# [Task to complete]
Beginning at the line that contains "Point out the metal railing", transcribe the remaining lines of the listing exactly; include the final line and omit everything before.

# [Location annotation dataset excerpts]
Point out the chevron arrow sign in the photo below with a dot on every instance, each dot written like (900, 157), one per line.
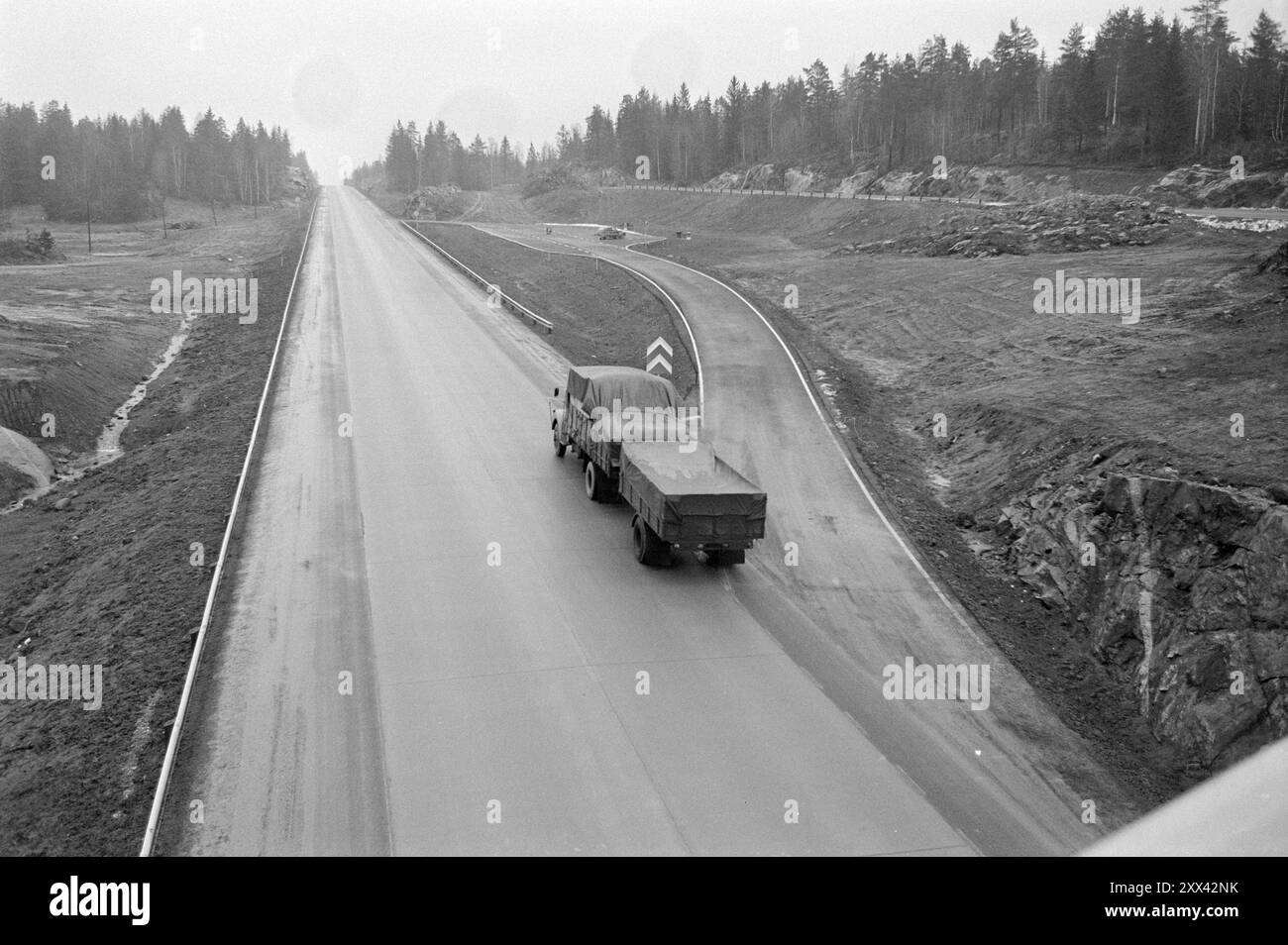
(655, 360)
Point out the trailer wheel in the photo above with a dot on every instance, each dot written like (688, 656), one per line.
(595, 488)
(649, 549)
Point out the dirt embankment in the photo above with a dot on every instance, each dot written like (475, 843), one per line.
(601, 314)
(1028, 402)
(107, 571)
(77, 335)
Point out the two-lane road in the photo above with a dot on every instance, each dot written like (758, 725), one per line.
(436, 644)
(492, 621)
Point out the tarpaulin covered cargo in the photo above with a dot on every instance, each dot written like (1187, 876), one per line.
(600, 385)
(691, 497)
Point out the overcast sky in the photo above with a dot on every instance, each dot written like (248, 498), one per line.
(338, 75)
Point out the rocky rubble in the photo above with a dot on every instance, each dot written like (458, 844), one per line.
(1180, 584)
(1063, 224)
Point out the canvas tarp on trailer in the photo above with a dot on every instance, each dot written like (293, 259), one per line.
(599, 385)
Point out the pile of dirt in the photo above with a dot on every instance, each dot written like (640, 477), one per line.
(1064, 224)
(1276, 262)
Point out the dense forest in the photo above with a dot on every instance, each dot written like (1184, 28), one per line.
(121, 170)
(1141, 89)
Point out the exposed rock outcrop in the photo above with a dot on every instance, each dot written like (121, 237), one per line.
(1181, 584)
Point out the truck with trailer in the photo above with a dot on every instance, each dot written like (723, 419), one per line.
(636, 443)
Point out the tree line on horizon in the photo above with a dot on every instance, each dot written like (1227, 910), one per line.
(1141, 89)
(120, 170)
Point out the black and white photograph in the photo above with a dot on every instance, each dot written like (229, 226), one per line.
(568, 428)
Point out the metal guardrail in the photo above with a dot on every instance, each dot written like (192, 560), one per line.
(489, 287)
(200, 639)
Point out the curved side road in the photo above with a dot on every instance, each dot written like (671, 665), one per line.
(438, 645)
(867, 600)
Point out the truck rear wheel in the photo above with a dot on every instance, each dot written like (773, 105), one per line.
(721, 557)
(649, 549)
(596, 483)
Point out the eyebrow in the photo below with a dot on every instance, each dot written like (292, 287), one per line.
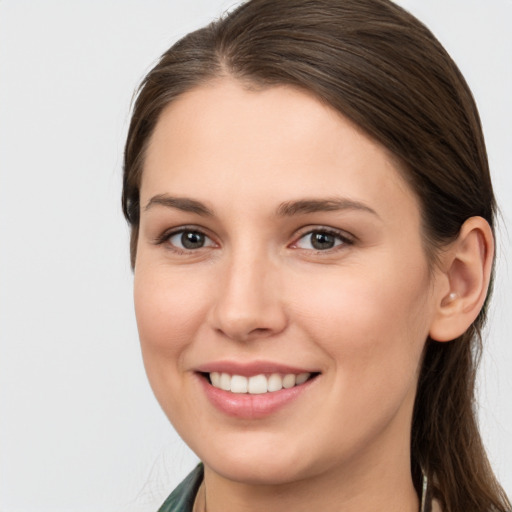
(286, 209)
(304, 206)
(184, 204)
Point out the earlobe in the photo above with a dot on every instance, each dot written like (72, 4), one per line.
(467, 266)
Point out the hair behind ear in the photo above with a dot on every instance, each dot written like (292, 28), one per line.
(465, 274)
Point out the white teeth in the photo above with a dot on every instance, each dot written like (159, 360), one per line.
(225, 381)
(257, 384)
(238, 384)
(275, 382)
(289, 381)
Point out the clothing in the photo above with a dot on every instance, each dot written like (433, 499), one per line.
(182, 498)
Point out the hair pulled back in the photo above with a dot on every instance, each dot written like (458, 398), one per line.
(384, 70)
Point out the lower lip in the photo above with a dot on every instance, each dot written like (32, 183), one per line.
(248, 406)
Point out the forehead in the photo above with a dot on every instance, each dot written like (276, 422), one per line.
(225, 141)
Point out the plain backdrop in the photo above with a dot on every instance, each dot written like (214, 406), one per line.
(79, 427)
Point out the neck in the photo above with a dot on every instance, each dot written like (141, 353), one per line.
(386, 486)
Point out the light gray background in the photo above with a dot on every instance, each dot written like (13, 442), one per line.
(79, 427)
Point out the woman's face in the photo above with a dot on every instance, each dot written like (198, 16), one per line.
(277, 240)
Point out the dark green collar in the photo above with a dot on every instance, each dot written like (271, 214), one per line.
(182, 498)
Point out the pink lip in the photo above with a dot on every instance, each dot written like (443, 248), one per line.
(245, 405)
(248, 369)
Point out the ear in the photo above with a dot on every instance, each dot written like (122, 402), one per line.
(461, 288)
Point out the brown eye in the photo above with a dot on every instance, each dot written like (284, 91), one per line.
(321, 240)
(189, 240)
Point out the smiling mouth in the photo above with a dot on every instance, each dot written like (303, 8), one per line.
(257, 384)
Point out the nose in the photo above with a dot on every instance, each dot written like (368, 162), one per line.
(248, 302)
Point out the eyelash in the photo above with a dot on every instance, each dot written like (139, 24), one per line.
(342, 237)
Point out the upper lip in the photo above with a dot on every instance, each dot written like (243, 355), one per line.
(248, 369)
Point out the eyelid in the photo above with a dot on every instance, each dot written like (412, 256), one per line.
(167, 234)
(346, 238)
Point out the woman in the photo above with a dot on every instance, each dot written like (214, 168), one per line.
(312, 238)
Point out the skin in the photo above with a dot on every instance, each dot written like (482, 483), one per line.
(359, 313)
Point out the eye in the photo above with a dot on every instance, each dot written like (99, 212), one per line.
(322, 240)
(189, 239)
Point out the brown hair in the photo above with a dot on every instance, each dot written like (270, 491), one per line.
(383, 69)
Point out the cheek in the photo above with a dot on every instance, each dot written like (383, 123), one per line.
(169, 310)
(371, 320)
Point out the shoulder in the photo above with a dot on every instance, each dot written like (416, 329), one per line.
(182, 498)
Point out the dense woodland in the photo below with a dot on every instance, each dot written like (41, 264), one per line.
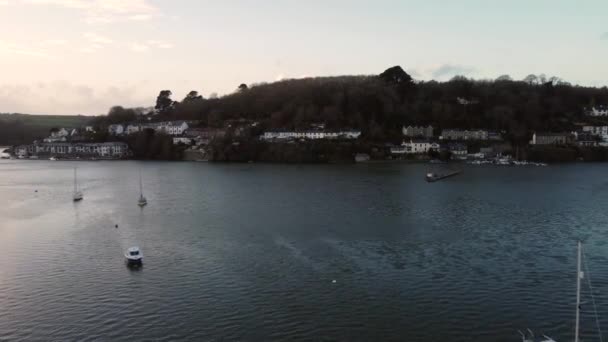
(21, 128)
(380, 105)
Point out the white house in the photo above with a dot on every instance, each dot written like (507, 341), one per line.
(116, 129)
(598, 111)
(415, 147)
(183, 140)
(60, 133)
(174, 127)
(600, 131)
(312, 135)
(132, 129)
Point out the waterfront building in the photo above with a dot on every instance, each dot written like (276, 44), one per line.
(415, 147)
(102, 150)
(132, 128)
(458, 149)
(116, 129)
(551, 139)
(597, 111)
(203, 136)
(457, 134)
(311, 135)
(417, 131)
(182, 140)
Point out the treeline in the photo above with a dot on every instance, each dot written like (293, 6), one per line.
(379, 105)
(23, 129)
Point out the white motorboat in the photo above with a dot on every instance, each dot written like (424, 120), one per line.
(134, 256)
(77, 196)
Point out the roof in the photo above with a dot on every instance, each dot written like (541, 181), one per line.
(551, 134)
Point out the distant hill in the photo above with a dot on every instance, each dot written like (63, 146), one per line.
(23, 128)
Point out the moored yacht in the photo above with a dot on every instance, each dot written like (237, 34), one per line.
(142, 200)
(134, 256)
(77, 196)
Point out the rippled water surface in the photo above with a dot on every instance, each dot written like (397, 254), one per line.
(250, 252)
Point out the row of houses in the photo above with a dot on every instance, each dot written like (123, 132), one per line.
(101, 150)
(581, 138)
(597, 111)
(450, 134)
(310, 134)
(425, 146)
(169, 127)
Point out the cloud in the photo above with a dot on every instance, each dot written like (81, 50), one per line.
(102, 11)
(97, 38)
(150, 44)
(62, 97)
(54, 42)
(160, 44)
(138, 47)
(449, 70)
(23, 50)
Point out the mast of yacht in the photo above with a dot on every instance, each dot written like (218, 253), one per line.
(75, 184)
(579, 276)
(141, 191)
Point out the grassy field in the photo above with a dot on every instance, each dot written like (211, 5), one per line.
(23, 128)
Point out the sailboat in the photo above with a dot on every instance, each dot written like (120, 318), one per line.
(142, 200)
(529, 336)
(77, 196)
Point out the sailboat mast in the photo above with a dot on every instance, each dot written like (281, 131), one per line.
(578, 292)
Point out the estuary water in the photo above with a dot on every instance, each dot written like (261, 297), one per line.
(253, 252)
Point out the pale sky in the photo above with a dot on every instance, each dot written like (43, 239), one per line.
(83, 56)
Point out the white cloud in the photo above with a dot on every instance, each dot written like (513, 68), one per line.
(160, 44)
(103, 11)
(62, 97)
(54, 42)
(451, 70)
(138, 47)
(150, 44)
(96, 38)
(24, 50)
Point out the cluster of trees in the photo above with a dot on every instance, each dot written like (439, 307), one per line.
(380, 105)
(149, 145)
(18, 129)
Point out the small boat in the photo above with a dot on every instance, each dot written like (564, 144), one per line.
(142, 202)
(134, 256)
(433, 177)
(77, 196)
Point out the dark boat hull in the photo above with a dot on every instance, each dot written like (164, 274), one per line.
(435, 178)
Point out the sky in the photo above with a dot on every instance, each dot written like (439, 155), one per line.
(84, 56)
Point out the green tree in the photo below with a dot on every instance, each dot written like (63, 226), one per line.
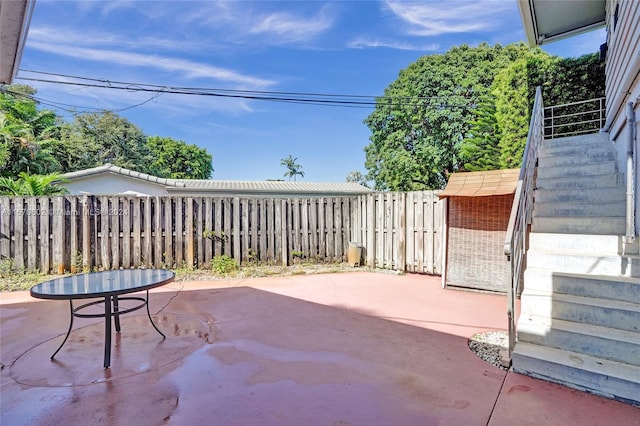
(33, 185)
(514, 90)
(94, 139)
(480, 151)
(293, 169)
(419, 124)
(358, 177)
(25, 133)
(175, 159)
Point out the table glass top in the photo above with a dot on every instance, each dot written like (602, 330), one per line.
(102, 283)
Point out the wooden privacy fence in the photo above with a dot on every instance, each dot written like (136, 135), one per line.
(70, 233)
(400, 230)
(108, 232)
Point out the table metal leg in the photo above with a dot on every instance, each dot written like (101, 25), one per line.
(68, 331)
(116, 312)
(151, 319)
(107, 331)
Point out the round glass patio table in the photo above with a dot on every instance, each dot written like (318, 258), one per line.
(110, 286)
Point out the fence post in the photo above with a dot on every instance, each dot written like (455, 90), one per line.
(285, 240)
(236, 230)
(58, 234)
(371, 230)
(5, 227)
(86, 233)
(402, 231)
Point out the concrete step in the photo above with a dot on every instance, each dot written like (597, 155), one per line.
(602, 342)
(577, 158)
(581, 243)
(581, 262)
(578, 170)
(588, 209)
(580, 182)
(547, 282)
(603, 377)
(579, 225)
(580, 140)
(593, 195)
(566, 150)
(613, 314)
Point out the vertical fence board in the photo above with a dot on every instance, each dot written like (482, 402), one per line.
(190, 205)
(147, 226)
(236, 230)
(44, 220)
(178, 221)
(168, 230)
(32, 233)
(209, 229)
(87, 261)
(124, 213)
(5, 227)
(199, 231)
(137, 234)
(322, 229)
(58, 232)
(278, 231)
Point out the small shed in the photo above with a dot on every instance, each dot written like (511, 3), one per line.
(478, 205)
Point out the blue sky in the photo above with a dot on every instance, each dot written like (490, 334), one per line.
(334, 47)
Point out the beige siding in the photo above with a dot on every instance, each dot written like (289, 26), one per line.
(623, 60)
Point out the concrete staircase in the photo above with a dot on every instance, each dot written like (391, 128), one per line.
(580, 308)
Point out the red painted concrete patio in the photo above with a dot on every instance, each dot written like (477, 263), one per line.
(338, 349)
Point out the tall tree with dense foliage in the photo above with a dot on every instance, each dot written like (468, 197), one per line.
(33, 185)
(481, 151)
(357, 176)
(419, 124)
(94, 139)
(25, 133)
(175, 159)
(293, 169)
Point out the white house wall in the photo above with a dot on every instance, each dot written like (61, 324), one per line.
(104, 184)
(623, 79)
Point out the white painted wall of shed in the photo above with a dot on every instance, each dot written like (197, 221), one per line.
(110, 184)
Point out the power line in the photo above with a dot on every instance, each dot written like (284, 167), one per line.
(318, 99)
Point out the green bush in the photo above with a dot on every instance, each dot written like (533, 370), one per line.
(223, 264)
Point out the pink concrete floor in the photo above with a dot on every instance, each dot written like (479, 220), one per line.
(338, 349)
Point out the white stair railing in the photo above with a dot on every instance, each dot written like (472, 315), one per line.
(521, 211)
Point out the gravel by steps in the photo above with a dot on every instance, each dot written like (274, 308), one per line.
(487, 346)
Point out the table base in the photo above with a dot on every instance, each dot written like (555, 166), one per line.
(111, 309)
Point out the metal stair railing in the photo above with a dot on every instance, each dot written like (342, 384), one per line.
(575, 118)
(515, 245)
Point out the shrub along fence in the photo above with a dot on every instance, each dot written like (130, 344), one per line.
(71, 233)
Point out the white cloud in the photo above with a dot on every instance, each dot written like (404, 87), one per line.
(99, 38)
(292, 28)
(362, 43)
(447, 17)
(188, 69)
(237, 20)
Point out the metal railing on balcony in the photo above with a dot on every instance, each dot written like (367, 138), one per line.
(515, 245)
(575, 118)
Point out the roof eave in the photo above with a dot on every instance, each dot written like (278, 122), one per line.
(531, 25)
(15, 18)
(528, 21)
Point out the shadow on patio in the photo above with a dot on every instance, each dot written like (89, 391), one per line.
(340, 349)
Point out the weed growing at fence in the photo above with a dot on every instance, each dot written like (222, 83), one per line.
(12, 279)
(223, 265)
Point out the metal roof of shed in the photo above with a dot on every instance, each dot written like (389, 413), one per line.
(481, 184)
(227, 186)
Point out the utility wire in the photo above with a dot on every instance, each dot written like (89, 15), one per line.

# [Right answer]
Point out the metal railing on balcony in the photo above with a dot on every instance, each dot written like (367, 138), one per line.
(515, 245)
(575, 118)
Point out the roof eave in the photo above with a dot on every instance, each dot written like (278, 122), one per line.
(531, 25)
(15, 18)
(528, 21)
Point out the shadow on patio in the photo above with a dot on every instance, each dot written like (89, 391), one per line.
(340, 349)
Point out the weed growing at fence in the photo above with a dot on every instance, each dot written like (222, 83), one per line.
(12, 279)
(223, 265)
Point out the metal roof of shed in the photo above with a dot on every instance, each dot written like (389, 413), one per line.
(481, 184)
(227, 186)
Point out the utility wire in the photo above with a dot on every instance, each dot written like (89, 15), one per line.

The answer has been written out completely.